● **Written instruction**
Go through the entries below and write each one out exactly.

● **Data to use**
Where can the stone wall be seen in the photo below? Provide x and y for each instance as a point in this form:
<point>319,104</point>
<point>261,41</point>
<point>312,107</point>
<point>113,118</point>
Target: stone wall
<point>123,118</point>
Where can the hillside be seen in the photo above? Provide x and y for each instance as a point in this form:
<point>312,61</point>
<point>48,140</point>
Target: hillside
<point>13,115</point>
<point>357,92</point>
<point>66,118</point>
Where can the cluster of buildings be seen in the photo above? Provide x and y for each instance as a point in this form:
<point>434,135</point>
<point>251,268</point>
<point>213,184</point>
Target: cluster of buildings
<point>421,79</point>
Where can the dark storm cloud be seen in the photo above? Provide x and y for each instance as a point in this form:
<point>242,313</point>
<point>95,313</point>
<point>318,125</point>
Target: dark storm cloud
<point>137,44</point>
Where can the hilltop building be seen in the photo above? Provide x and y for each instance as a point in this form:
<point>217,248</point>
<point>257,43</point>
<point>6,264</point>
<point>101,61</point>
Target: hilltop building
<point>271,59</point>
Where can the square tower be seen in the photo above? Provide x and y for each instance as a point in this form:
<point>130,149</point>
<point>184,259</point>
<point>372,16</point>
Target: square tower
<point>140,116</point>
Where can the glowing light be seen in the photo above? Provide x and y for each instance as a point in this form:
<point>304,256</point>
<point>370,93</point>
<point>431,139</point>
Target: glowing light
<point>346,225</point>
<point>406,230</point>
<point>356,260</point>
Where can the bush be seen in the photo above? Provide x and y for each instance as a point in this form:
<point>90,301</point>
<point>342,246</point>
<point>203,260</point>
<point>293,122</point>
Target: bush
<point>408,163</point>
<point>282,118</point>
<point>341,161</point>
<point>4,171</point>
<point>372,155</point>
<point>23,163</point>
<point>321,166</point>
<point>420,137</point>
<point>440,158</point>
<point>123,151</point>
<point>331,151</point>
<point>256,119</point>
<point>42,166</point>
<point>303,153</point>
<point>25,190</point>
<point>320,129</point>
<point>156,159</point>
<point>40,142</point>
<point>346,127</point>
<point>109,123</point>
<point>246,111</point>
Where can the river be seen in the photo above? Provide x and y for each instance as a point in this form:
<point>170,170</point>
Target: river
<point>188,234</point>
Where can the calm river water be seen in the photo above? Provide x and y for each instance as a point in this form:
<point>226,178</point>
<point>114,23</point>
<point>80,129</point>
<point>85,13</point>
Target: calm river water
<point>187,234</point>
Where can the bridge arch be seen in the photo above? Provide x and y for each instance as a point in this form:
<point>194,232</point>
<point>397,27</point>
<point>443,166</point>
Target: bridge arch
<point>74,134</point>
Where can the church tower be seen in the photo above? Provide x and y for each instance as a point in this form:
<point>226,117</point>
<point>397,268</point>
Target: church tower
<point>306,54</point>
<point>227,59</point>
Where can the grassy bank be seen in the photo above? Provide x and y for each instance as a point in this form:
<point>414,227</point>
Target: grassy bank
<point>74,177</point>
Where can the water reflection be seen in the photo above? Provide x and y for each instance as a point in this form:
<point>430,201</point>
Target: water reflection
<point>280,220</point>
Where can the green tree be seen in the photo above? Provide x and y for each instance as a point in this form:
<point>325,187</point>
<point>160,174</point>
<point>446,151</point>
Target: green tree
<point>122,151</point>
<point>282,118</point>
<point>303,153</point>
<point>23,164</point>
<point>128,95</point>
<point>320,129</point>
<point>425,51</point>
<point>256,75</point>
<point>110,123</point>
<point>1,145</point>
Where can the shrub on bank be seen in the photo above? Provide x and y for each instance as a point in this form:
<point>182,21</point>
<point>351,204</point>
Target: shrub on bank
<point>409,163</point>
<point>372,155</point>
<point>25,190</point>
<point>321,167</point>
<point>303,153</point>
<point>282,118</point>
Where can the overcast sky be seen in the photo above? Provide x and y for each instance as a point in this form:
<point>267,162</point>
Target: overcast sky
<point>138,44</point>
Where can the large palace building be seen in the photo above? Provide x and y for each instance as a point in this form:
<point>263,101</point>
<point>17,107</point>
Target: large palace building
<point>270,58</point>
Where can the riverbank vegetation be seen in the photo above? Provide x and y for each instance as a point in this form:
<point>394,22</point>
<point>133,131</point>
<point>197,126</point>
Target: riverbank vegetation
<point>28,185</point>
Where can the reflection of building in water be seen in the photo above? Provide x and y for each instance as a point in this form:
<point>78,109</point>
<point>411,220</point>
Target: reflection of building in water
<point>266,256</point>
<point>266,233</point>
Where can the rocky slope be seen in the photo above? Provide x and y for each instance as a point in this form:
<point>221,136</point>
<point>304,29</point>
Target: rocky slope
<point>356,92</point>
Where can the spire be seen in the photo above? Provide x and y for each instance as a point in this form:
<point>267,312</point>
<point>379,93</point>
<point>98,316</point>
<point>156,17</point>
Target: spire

● **Response**
Where can the stone wall be seen in the photo below? Provide x and y for each instance as a point in this form:
<point>319,104</point>
<point>261,41</point>
<point>312,107</point>
<point>113,118</point>
Target: stone wall
<point>123,118</point>
Where can the hillside be seen in the photo above? Provide x and y for each instance as a point in this form:
<point>312,61</point>
<point>48,140</point>
Target: hillside
<point>13,115</point>
<point>357,92</point>
<point>66,118</point>
Where can the cluster of buildings be seen in the photo above? Provide x and y for each instance as a point in this form:
<point>434,135</point>
<point>251,268</point>
<point>213,184</point>
Target: cluster of buildings
<point>421,79</point>
Where can the dark storm cloud be seen in the photo above? Provide x and y for each instance as a point in this form:
<point>242,313</point>
<point>95,313</point>
<point>318,125</point>
Target: dark storm cloud
<point>137,44</point>
Where can the hilltop building be seen in the photo above? Provide x and y for each instance as a point in this form:
<point>217,248</point>
<point>257,43</point>
<point>6,264</point>
<point>101,61</point>
Target: hilltop building
<point>271,59</point>
Where can the square tower be seen in the photo above? Provide x and y for each instance as a point in this form:
<point>130,149</point>
<point>184,259</point>
<point>372,16</point>
Target: square tower
<point>140,116</point>
Where can the glowing light be seen in the photo above? Provide x and y for each instance as a point in this form:
<point>304,256</point>
<point>370,93</point>
<point>431,139</point>
Target: glowing light
<point>346,225</point>
<point>406,230</point>
<point>356,260</point>
Where can the bush be seen in the photo above? Provide x and y for each instance as a point in this form:
<point>90,301</point>
<point>342,246</point>
<point>203,260</point>
<point>293,122</point>
Target: bush
<point>408,163</point>
<point>282,118</point>
<point>341,161</point>
<point>4,171</point>
<point>372,155</point>
<point>23,163</point>
<point>321,166</point>
<point>420,137</point>
<point>440,158</point>
<point>123,151</point>
<point>331,151</point>
<point>256,119</point>
<point>42,166</point>
<point>303,153</point>
<point>25,190</point>
<point>320,129</point>
<point>156,159</point>
<point>40,142</point>
<point>346,127</point>
<point>109,123</point>
<point>246,111</point>
Where can the river be seen in the photo above? Provide x and y for each instance as a point in this form:
<point>170,170</point>
Target: river
<point>188,234</point>
Where can the calm river water be seen in the photo above? Provide x and y for each instance as a point in this form:
<point>226,178</point>
<point>114,23</point>
<point>80,129</point>
<point>85,13</point>
Target: calm river water
<point>187,234</point>
Where can the bridge arch be seen in the photo above? Provide x and y for each instance as a point in this form:
<point>194,232</point>
<point>397,27</point>
<point>443,166</point>
Target: bridge arch
<point>74,134</point>
Where can the church tower be seen in the photo above? Provide x and y for each instance as a point in this form:
<point>226,117</point>
<point>397,268</point>
Target: church tower
<point>306,54</point>
<point>227,59</point>
Where can the grassy bank be seen in the photo above? Provide x and y for each instance as a point in this form:
<point>414,227</point>
Target: grassy bank
<point>74,177</point>
Where can the water reflection be seen in the photo above? Provide x and y for each instance as a point in this form:
<point>430,201</point>
Target: water reflection
<point>280,220</point>
Where can the green tree be seen in the photo above? Provide x and y for each instance as a point in this form:
<point>325,187</point>
<point>160,174</point>
<point>446,151</point>
Target: green tree
<point>122,151</point>
<point>282,118</point>
<point>303,153</point>
<point>23,164</point>
<point>128,95</point>
<point>320,129</point>
<point>425,51</point>
<point>256,75</point>
<point>110,123</point>
<point>1,145</point>
Where can the shrub on bank be seen in the photo above? Provide x and y for each instance as a point in this form:
<point>182,21</point>
<point>351,204</point>
Target: shrub on bank
<point>409,163</point>
<point>372,155</point>
<point>25,190</point>
<point>321,167</point>
<point>303,153</point>
<point>282,118</point>
Where can the overcast sky be seen in the photo above? Provide x and y for each instance as a point in this form:
<point>267,162</point>
Target: overcast sky
<point>138,44</point>
Where can the large palace building be seen in the photo above? Provide x and y for each instance as a point in this form:
<point>263,101</point>
<point>17,107</point>
Target: large palace building
<point>270,58</point>
Where can the riverbank vegetation be seen in the photo above? Provide x and y for each instance as a point in this form:
<point>394,22</point>
<point>133,131</point>
<point>197,126</point>
Target: riverbank vegetation
<point>28,185</point>
Where can the reflection of building in water be seen in the photo above? Provide x and y for each instance as a point in this form:
<point>78,109</point>
<point>411,220</point>
Target: reflection of building in water
<point>266,256</point>
<point>266,233</point>
Where can the rocky slope be seen in the photo above? Provide x and y for each instance as a point in this form:
<point>221,136</point>
<point>304,29</point>
Target: rocky slope
<point>356,92</point>
Where can the spire be seen in the photo above? Provide x and y for each instance as a point in this form:
<point>267,312</point>
<point>379,93</point>
<point>98,316</point>
<point>156,17</point>
Target: spire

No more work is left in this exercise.